**PROBLEM DESCRIPTION**
Repeat exactly each line of the data provided below.

RECORDS FOR THIS EXERCISE Block Start

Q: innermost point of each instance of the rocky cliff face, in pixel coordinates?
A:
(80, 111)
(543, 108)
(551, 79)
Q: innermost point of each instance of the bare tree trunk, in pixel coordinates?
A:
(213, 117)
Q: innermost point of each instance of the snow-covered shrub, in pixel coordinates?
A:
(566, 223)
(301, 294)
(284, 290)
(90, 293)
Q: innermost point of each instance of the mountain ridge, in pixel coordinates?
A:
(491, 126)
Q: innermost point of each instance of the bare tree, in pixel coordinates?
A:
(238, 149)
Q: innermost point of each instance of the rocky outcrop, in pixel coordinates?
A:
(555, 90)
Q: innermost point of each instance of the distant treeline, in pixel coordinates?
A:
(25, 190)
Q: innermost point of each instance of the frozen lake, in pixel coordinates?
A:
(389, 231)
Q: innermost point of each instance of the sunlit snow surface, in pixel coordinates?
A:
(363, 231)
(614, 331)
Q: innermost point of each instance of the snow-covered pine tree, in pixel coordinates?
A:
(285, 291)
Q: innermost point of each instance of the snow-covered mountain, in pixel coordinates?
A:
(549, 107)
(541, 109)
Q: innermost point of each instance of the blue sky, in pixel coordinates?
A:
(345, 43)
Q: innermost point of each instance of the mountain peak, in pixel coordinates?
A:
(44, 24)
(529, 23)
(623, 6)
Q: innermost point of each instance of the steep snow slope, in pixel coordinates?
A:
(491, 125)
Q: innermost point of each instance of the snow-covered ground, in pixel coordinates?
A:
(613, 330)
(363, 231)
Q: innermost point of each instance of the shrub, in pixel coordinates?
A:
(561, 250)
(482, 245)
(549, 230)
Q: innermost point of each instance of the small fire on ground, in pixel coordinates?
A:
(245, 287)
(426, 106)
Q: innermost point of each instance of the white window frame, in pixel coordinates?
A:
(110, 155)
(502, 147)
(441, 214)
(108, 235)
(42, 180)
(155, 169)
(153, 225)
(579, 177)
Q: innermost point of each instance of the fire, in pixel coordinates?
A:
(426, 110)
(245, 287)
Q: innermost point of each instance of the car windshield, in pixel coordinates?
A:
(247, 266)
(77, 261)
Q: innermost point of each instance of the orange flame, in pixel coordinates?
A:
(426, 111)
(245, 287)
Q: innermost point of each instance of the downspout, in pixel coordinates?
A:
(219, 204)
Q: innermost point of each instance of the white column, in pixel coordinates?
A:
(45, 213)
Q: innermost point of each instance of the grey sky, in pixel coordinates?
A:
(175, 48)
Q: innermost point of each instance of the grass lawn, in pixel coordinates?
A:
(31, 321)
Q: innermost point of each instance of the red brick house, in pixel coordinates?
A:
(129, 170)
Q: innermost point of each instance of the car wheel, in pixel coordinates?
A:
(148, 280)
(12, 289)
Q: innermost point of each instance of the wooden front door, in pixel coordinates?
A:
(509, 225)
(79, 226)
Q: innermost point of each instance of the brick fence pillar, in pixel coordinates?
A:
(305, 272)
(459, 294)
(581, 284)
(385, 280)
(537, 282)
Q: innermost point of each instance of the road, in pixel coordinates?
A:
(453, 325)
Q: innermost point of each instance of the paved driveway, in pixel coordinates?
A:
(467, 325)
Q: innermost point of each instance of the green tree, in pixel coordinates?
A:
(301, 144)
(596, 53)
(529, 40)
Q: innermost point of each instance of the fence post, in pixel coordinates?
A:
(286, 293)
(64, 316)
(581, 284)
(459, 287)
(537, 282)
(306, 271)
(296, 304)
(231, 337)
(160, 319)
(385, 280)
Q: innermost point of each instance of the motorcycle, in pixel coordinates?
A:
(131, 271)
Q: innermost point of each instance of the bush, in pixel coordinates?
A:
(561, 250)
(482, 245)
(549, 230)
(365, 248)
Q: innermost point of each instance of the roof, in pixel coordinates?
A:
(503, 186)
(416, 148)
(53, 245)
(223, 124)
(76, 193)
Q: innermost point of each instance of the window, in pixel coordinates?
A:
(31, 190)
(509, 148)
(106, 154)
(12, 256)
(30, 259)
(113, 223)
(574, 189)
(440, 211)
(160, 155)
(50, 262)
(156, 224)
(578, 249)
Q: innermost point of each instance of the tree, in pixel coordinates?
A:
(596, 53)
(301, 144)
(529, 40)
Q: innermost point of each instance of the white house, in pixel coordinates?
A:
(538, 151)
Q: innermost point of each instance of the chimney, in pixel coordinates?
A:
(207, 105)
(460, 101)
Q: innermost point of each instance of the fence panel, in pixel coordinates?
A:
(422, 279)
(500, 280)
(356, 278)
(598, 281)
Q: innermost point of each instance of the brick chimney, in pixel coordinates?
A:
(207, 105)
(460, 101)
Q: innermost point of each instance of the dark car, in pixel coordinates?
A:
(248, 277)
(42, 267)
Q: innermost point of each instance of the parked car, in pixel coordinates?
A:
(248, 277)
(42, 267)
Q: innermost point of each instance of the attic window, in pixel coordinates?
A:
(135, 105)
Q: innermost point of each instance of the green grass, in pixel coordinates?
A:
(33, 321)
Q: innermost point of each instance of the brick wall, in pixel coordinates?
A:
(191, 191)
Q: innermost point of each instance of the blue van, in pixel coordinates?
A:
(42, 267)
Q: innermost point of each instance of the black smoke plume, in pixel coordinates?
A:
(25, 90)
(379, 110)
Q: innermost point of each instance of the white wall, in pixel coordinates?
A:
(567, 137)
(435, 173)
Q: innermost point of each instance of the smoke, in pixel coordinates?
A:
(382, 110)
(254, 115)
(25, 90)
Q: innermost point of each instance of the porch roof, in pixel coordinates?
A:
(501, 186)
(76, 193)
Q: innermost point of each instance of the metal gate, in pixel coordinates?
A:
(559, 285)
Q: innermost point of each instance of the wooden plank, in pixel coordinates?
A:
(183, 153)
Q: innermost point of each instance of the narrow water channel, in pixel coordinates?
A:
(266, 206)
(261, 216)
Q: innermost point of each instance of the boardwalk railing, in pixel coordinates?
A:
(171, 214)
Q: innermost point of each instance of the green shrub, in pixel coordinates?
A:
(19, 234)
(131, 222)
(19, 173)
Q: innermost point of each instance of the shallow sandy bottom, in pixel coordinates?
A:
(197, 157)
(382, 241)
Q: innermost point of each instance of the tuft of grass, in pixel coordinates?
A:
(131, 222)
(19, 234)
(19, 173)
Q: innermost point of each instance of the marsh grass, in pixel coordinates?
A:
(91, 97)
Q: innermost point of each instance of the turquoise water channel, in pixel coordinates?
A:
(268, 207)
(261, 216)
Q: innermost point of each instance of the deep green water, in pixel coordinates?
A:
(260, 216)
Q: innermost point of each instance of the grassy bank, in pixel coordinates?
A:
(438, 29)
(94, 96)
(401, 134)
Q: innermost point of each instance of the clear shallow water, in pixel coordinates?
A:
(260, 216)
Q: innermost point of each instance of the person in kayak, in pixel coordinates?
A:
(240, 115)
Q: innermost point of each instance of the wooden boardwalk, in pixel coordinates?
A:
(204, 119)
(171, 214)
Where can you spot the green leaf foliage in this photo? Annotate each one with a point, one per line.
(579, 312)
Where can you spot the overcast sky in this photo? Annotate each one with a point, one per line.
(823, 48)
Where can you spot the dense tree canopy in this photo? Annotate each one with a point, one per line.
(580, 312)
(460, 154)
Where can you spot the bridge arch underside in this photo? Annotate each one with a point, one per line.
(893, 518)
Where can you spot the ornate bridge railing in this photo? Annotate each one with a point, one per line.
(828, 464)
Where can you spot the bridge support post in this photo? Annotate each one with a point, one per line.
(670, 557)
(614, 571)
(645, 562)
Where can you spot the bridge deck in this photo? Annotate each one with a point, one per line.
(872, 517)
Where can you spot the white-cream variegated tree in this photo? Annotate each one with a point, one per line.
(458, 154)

RECORDS FOR THIS EXERCISE Block End

**ANSWER TO THE PROBLEM**
Q: innermost point of each instance of the rocky cliff face, in pixel coordinates?
A:
(80, 111)
(543, 108)
(551, 79)
Q: innermost point of each instance of the bare tree trunk, in pixel coordinates?
A:
(213, 117)
Q: innermost point of each instance of the snow-covered shrub, in pixel coordinates?
A:
(566, 223)
(301, 294)
(284, 290)
(90, 293)
Q: innermost point of each instance of the mountain ridge, in pixel coordinates?
A:
(491, 126)
Q: innermost point of each instance of the bare tree, in pixel coordinates?
A:
(238, 149)
Q: innermost point of each instance of the rocky outcrop, in pixel coordinates?
A:
(555, 90)
Q: innermost point of each instance of the distant treeline, in pixel coordinates?
A:
(25, 190)
Q: innermost point of each instance of the frozen lake, in pixel coordinates?
A:
(389, 231)
Q: innermost point of each instance of the sunlit snow surface, in pixel coordinates?
A:
(363, 231)
(614, 331)
Q: innermost point of each instance of the snow-covered pine tree, in pixel coordinates?
A:
(285, 291)
Q: innermost point of each instance of the snow-covered mountain, in pixel coordinates?
A:
(549, 107)
(541, 109)
Q: innermost point of each instance of the blue sky, in pixel coordinates?
A:
(345, 43)
Q: innermost point of each instance of the mountain peak, in pixel coordinates?
A:
(44, 24)
(529, 23)
(623, 6)
Q: innermost point of each instance of the steep snow slope, in pixel coordinates?
A:
(491, 125)
Q: innermost point of each instance of the snow-covered ground, in pixel coordinates?
A:
(613, 330)
(363, 231)
Q: innermost point of each instance of the shrub, in pixel coordinates?
A:
(561, 250)
(482, 245)
(549, 230)
Q: innermost point of each instance of the small fire on ground, in pixel coordinates?
A:
(245, 287)
(426, 106)
Q: innermost point of each instance of the white window frame, in pixel coordinates?
A:
(110, 155)
(502, 147)
(441, 214)
(108, 235)
(42, 180)
(155, 169)
(153, 225)
(579, 177)
Q: innermost point of each instance of the fire, in pixel coordinates?
A:
(426, 110)
(245, 287)
Q: innermost point of each instance of the car windshield, in pixel coordinates?
A:
(247, 266)
(77, 261)
Q: innermost point of each instance of the orange flame, in pixel coordinates?
A:
(426, 111)
(245, 287)
Q: innermost point of each instance of the downspout, in pixel coordinates?
A:
(219, 204)
Q: innermost point of each instance of the white column, in pixel coordinates?
A:
(45, 213)
Q: innermost point of each instance of the grey sky, in pixel coordinates?
A:
(175, 48)
Q: innermost point of each instance of the grass lawn, in pixel coordinates?
A:
(31, 321)
Q: innermost point of each instance of the red brick house, in pixel coordinates?
A:
(129, 170)
Q: innermost point of each instance of the car wheel, in pixel coordinates?
A:
(148, 280)
(12, 289)
Q: innermost point of each instance of the wooden front door, in pixel coordinates?
A:
(509, 225)
(79, 226)
Q: innermost point of each instance of the brick fence pillar, in pixel coordinates?
A:
(305, 272)
(459, 294)
(581, 284)
(385, 280)
(537, 282)
Q: innermost point of each instance of the road, in pixel coordinates?
A:
(453, 325)
Q: innermost point of each instance of the paved driveway, in pixel coordinates?
A:
(467, 325)
Q: innermost point of each instance of the green tree, in pixel coordinates?
A:
(301, 144)
(596, 53)
(529, 40)
Q: innermost point of each instance of the fence post, in pixel coordinates?
A:
(286, 293)
(64, 316)
(581, 284)
(459, 287)
(537, 282)
(306, 271)
(296, 304)
(231, 337)
(160, 319)
(385, 280)
Q: innermost point of each instance of the motorcycle, in pixel coordinates?
A:
(131, 271)
Q: innermost point of each instance of the bush, in pixel coordinates?
A:
(561, 250)
(482, 245)
(549, 230)
(365, 248)
Q: innermost point of each instance of the roof, in pixel coordinates?
A:
(503, 186)
(416, 148)
(53, 245)
(223, 124)
(76, 193)
Q: innermost point of each instance of the window, in pixel coordinates?
A:
(31, 190)
(509, 148)
(106, 154)
(12, 256)
(30, 259)
(113, 223)
(574, 189)
(440, 211)
(160, 155)
(50, 262)
(156, 224)
(578, 249)
Q: innermost point of each instance of the tree, in pixel coordinates?
A:
(596, 53)
(301, 144)
(529, 40)
Q: innermost point of each instance of the white house, in pixel coordinates?
A:
(538, 151)
Q: innermost point of each instance of the chimney, in pixel coordinates?
A:
(207, 105)
(460, 101)
Q: innermost point of each instance of the fence panel, in pixel coordinates?
A:
(422, 279)
(500, 280)
(356, 278)
(598, 281)
Q: innermost point of each instance of the brick chimney, in pixel coordinates?
A:
(207, 105)
(460, 101)
Q: innermost point of each instance of the dark car, in pixel coordinates?
A:
(248, 277)
(42, 267)
Q: innermost point of each instance of the parked car, in pixel coordinates?
A:
(248, 277)
(42, 267)
Q: innermost point of each instance of the attic window, in pixel coordinates?
A:
(135, 105)
Q: innermost point of each instance of the green grass, in pixel coordinates?
A:
(33, 321)
Q: innermost point of each instance of the brick wall, in pixel coordinates?
A:
(191, 191)
Q: innermost point of each instance of the blue van, in pixel coordinates?
A:
(42, 267)
Q: innermost point of each instance of the black smoke plume, in pixel coordinates?
A:
(25, 90)
(379, 110)
Q: innermost point of each instance of the white wall, in pixel coordinates?
A:
(567, 137)
(435, 173)
Q: innermost point of each instance of the smoke, in pixel coordinates?
A:
(382, 110)
(254, 115)
(25, 90)
Q: innermost point of each instance of the porch roof, in pixel coordinates?
A:
(501, 186)
(76, 193)
Q: innermost point of each instance of the metal gate, in pixel coordinates?
A:
(559, 285)
Q: innermost point of each instance of the wooden plank, in pixel coordinates?
A:
(183, 153)
Q: innermost point of each instance of the narrow water channel, in pixel coordinates?
A:
(266, 206)
(261, 216)
Q: innermost point of each instance of the boardwalk railing, in pixel coordinates?
A:
(171, 214)
Q: innermost point of each instance of the green shrub, in pixel coordinates?
A:
(19, 234)
(131, 222)
(19, 173)
Q: innermost point of each instance of the shallow sandy bottom, in pixel coordinates?
A:
(197, 157)
(382, 241)
Q: innermost point of each instance of the tuft of grass, in pixel coordinates?
A:
(131, 222)
(19, 234)
(19, 173)
Q: innermost point of each instance of the marsh grass, in pixel coordinates?
A:
(91, 97)
Q: innermost point of each instance of the turquoise water channel, in pixel coordinates?
A:
(268, 207)
(261, 216)
Q: innermost point of each instance of the deep green water, in pixel coordinates?
A:
(260, 216)
Q: innermost point of each instance of the grassy bank, in pixel coordinates?
A:
(438, 29)
(94, 96)
(401, 134)
Q: innermost point of each instance of the clear shallow water, in pixel coordinates?
A:
(260, 216)
Q: innermost point of each instance of the person in kayak, in pixel coordinates?
A:
(240, 115)
Q: innermost point of each instance of the wooden boardwalk, in pixel coordinates?
A:
(204, 119)
(171, 214)
Where can you spot the green leaf foliage in this photo? Annotate each one with a point, one per line.
(579, 312)
Where can you spot the overcast sky in this photo? Annotate each one with a point, one per line.
(823, 48)
Where can you spot the dense tree canopy in this photo? Annotate each one with a point, one per line.
(580, 312)
(460, 154)
Where can you spot the bridge arch underside in this photo? Annotate each one with a point, one per line.
(893, 518)
Where can you spot the ornate bridge railing in this photo? Annotate each one with a point, one per line.
(828, 464)
Where can you spot the bridge support post in this photo? Annotate each one with a point, one per line.
(670, 557)
(614, 571)
(645, 562)
Where can you spot the bridge deck in this photo? Annotate each one with a point, one per line.
(872, 517)
Where can you spot the white-cream variegated tree in this photo? Annotate each one with a point, one per line.
(458, 154)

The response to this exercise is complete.